== DATASET EXCERPTS

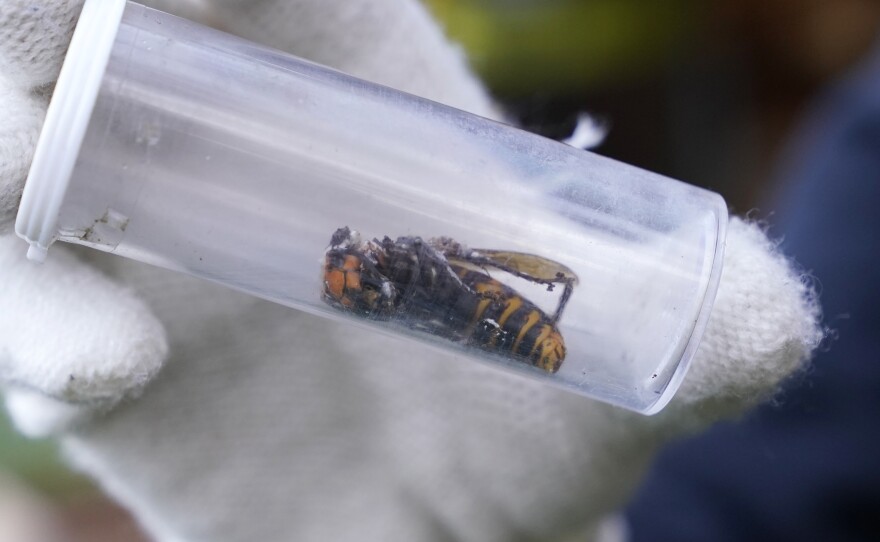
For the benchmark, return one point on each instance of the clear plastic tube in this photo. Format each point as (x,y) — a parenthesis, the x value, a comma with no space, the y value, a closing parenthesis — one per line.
(200,152)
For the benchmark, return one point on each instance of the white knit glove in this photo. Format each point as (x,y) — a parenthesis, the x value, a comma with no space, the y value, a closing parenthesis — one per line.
(263,423)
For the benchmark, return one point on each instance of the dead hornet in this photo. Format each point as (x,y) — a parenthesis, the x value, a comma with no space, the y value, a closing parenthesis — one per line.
(443,288)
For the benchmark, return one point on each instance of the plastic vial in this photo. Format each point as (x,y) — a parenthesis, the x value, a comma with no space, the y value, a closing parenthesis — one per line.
(193,150)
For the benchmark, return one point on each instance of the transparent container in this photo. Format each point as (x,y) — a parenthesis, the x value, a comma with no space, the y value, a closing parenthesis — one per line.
(193,150)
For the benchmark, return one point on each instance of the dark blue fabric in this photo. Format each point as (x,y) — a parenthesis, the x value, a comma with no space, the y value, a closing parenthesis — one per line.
(808,466)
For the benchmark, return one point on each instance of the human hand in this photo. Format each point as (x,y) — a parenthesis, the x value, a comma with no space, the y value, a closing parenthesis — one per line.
(266,423)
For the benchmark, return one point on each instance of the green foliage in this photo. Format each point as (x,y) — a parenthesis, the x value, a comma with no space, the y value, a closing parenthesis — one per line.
(566,45)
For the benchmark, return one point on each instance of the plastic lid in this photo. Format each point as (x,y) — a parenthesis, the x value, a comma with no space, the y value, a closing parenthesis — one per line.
(66,121)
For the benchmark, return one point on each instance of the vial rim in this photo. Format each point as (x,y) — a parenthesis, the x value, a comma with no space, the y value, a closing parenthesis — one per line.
(67,119)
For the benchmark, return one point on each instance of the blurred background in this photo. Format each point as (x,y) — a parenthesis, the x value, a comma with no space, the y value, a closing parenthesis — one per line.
(706,91)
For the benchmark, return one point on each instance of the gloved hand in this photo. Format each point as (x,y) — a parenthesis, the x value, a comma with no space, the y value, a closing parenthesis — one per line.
(263,423)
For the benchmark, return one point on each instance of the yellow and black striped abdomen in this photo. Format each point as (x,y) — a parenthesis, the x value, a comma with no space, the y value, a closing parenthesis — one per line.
(504,321)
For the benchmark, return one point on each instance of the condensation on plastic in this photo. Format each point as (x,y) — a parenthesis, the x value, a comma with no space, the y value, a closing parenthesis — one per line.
(219,158)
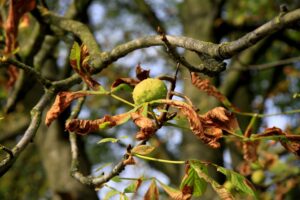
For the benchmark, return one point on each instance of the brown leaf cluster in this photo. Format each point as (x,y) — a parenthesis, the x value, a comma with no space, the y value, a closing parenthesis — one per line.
(84,127)
(208,127)
(216,121)
(206,86)
(291,142)
(141,74)
(62,101)
(16,10)
(147,126)
(84,70)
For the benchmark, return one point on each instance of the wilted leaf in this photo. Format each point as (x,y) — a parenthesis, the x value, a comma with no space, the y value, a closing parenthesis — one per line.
(239,181)
(62,101)
(16,10)
(133,187)
(79,57)
(143,149)
(192,184)
(105,140)
(84,127)
(152,192)
(147,126)
(141,73)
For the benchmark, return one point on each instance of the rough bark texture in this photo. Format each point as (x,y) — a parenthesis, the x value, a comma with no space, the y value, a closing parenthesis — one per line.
(197,17)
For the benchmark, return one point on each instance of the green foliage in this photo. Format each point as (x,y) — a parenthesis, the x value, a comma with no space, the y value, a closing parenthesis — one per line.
(148,90)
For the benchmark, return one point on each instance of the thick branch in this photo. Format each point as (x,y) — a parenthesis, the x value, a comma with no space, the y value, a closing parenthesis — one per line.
(29,134)
(43,81)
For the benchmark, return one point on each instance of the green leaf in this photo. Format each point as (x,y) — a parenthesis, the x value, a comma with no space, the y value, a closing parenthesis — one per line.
(122,87)
(116,179)
(143,149)
(104,140)
(102,166)
(193,180)
(239,181)
(145,109)
(172,192)
(123,197)
(110,194)
(201,170)
(152,192)
(75,56)
(133,187)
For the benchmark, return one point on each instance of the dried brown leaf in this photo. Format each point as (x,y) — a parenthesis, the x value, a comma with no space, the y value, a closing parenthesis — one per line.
(206,86)
(16,10)
(208,134)
(147,126)
(221,118)
(84,127)
(152,192)
(62,101)
(141,73)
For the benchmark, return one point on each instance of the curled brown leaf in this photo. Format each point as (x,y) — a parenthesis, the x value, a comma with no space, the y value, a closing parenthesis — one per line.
(84,127)
(206,86)
(62,101)
(148,127)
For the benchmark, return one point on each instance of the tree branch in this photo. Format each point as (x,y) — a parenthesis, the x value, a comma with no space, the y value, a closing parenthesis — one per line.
(29,134)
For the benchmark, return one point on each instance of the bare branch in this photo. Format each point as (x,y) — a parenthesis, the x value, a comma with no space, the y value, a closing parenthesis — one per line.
(36,114)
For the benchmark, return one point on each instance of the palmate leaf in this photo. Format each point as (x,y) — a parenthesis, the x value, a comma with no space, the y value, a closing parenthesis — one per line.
(238,181)
(192,180)
(201,170)
(143,149)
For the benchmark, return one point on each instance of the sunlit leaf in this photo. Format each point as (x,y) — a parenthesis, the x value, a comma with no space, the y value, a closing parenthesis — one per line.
(110,194)
(143,149)
(116,179)
(152,192)
(239,181)
(122,87)
(201,170)
(102,166)
(133,187)
(196,183)
(173,193)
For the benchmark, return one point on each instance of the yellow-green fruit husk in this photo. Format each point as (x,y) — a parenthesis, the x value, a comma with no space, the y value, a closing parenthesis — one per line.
(258,176)
(148,90)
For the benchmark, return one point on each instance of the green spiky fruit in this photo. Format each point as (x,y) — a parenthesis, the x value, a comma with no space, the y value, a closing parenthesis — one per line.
(148,90)
(258,176)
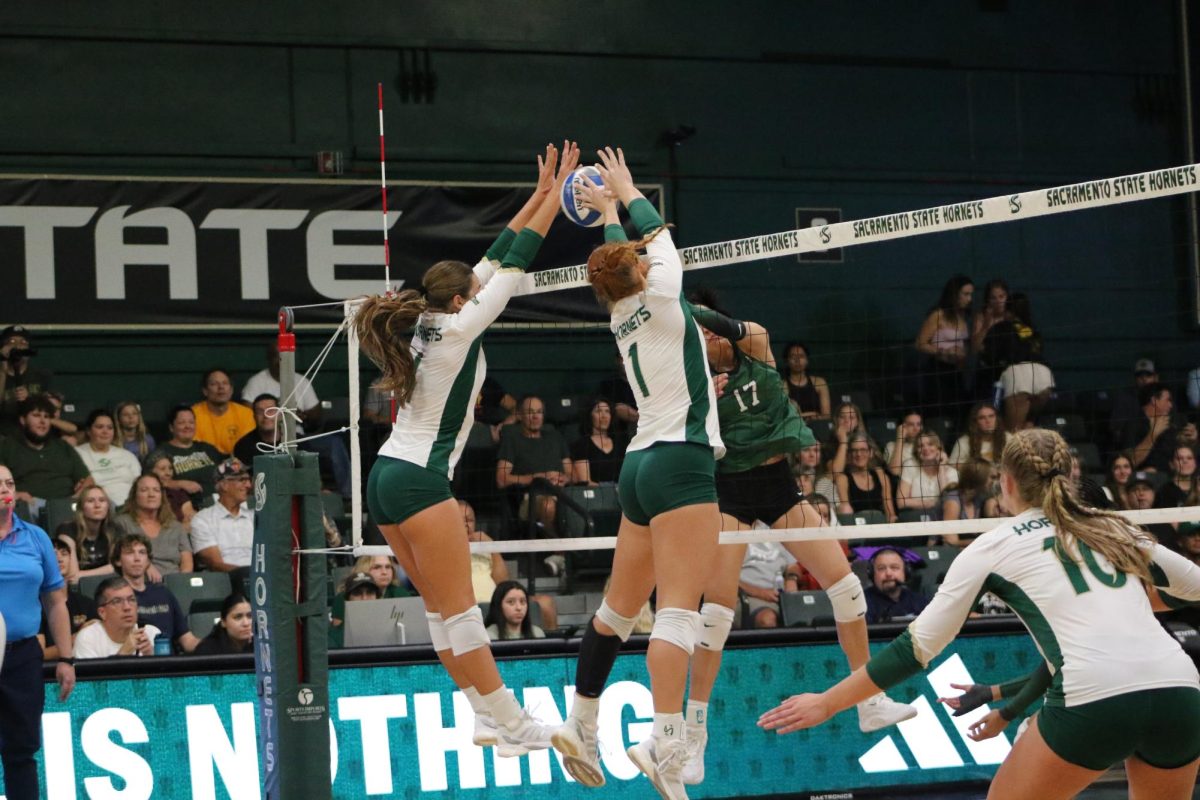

====

Copy every line of the items above that contains the string "vial", treating uppercase and lowercase as different.

For the benchmark, return one point on each instance of the plastic vial in this photo. Format each point as (x,y) — a parenthesis, the x value, a comma with no space, the y value, a closing parenthesis — one per line.
For the benchmark, return one point on each instance of the vial rim in this photo. Format each point as (x,y) — a parenthesis, the x value, a comma with no space, the y value, a closing parenthesis — one per line.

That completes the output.